Update the lines from the one containing "Can you see the round" through the end of the records by replacing "stone pillar" with "stone column" and keeping everything else the same. Give back only those lines.

☆ ☆ ☆ ☆

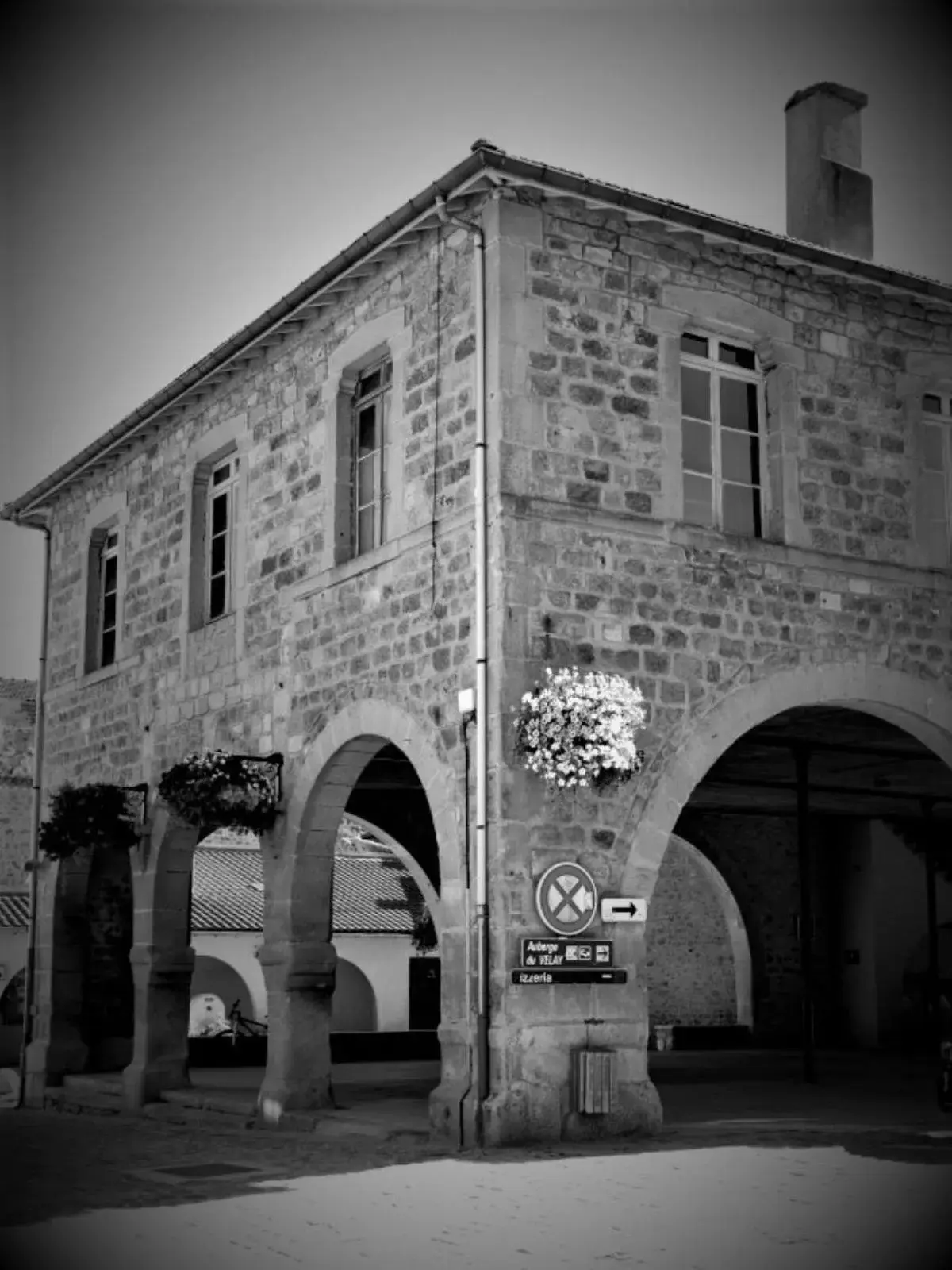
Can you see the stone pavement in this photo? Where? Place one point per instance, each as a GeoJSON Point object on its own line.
{"type": "Point", "coordinates": [114, 1193]}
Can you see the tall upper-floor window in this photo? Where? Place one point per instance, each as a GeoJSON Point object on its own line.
{"type": "Point", "coordinates": [220, 537]}
{"type": "Point", "coordinates": [108, 597]}
{"type": "Point", "coordinates": [720, 397]}
{"type": "Point", "coordinates": [102, 600]}
{"type": "Point", "coordinates": [937, 475]}
{"type": "Point", "coordinates": [370, 416]}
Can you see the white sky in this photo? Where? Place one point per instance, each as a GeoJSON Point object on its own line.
{"type": "Point", "coordinates": [177, 168]}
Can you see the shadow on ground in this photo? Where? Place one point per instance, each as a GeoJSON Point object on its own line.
{"type": "Point", "coordinates": [56, 1165]}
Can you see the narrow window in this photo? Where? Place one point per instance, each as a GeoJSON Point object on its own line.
{"type": "Point", "coordinates": [108, 590]}
{"type": "Point", "coordinates": [221, 525]}
{"type": "Point", "coordinates": [721, 435]}
{"type": "Point", "coordinates": [937, 474]}
{"type": "Point", "coordinates": [371, 406]}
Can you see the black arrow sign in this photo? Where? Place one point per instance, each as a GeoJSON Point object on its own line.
{"type": "Point", "coordinates": [630, 908]}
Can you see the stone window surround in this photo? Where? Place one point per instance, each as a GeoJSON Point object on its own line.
{"type": "Point", "coordinates": [109, 514]}
{"type": "Point", "coordinates": [386, 334]}
{"type": "Point", "coordinates": [926, 372]}
{"type": "Point", "coordinates": [778, 360]}
{"type": "Point", "coordinates": [228, 437]}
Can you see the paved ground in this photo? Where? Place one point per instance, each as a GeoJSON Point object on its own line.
{"type": "Point", "coordinates": [84, 1193]}
{"type": "Point", "coordinates": [753, 1168]}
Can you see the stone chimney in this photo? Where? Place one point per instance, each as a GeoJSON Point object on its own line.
{"type": "Point", "coordinates": [829, 200]}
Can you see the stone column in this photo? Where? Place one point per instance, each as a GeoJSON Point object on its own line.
{"type": "Point", "coordinates": [162, 959]}
{"type": "Point", "coordinates": [56, 1045]}
{"type": "Point", "coordinates": [163, 983]}
{"type": "Point", "coordinates": [298, 975]}
{"type": "Point", "coordinates": [452, 1105]}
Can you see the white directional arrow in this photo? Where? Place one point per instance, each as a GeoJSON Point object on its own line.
{"type": "Point", "coordinates": [624, 910]}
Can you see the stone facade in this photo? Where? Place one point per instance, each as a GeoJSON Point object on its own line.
{"type": "Point", "coordinates": [332, 660]}
{"type": "Point", "coordinates": [18, 700]}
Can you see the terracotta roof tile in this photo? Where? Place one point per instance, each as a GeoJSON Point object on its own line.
{"type": "Point", "coordinates": [368, 895]}
{"type": "Point", "coordinates": [228, 895]}
{"type": "Point", "coordinates": [14, 910]}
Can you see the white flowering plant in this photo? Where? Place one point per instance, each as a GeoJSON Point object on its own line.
{"type": "Point", "coordinates": [578, 730]}
{"type": "Point", "coordinates": [221, 789]}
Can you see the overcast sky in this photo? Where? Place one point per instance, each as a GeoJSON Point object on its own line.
{"type": "Point", "coordinates": [177, 168]}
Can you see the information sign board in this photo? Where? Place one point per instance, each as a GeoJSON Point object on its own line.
{"type": "Point", "coordinates": [562, 975]}
{"type": "Point", "coordinates": [569, 952]}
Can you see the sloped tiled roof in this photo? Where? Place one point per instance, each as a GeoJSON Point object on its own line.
{"type": "Point", "coordinates": [368, 897]}
{"type": "Point", "coordinates": [18, 690]}
{"type": "Point", "coordinates": [14, 910]}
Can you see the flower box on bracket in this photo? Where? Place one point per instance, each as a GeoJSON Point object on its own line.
{"type": "Point", "coordinates": [220, 791]}
{"type": "Point", "coordinates": [581, 730]}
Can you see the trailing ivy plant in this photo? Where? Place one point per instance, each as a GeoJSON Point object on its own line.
{"type": "Point", "coordinates": [88, 816]}
{"type": "Point", "coordinates": [221, 789]}
{"type": "Point", "coordinates": [582, 729]}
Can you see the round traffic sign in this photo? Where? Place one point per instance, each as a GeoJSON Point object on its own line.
{"type": "Point", "coordinates": [566, 899]}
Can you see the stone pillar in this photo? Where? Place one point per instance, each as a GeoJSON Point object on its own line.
{"type": "Point", "coordinates": [163, 983]}
{"type": "Point", "coordinates": [454, 1103]}
{"type": "Point", "coordinates": [298, 975]}
{"type": "Point", "coordinates": [56, 1047]}
{"type": "Point", "coordinates": [536, 1029]}
{"type": "Point", "coordinates": [162, 959]}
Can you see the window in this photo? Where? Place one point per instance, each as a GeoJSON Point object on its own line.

☆ ☆ ☆ ☆

IN RESPONSE:
Can you see the round traffic sign in this photo? Where? Place one point per instance, each as a GeoJSON Point object on its own line.
{"type": "Point", "coordinates": [566, 899]}
Can you see the stone column in this photo? Where? Place one point per instance, each as a GeoJSON Point object on its own line.
{"type": "Point", "coordinates": [163, 983]}
{"type": "Point", "coordinates": [454, 1103]}
{"type": "Point", "coordinates": [298, 975]}
{"type": "Point", "coordinates": [56, 1047]}
{"type": "Point", "coordinates": [536, 1029]}
{"type": "Point", "coordinates": [162, 959]}
Can you see the window in this photo? Where? Place one point per instance, each as a GeoJSON Point object on its own line.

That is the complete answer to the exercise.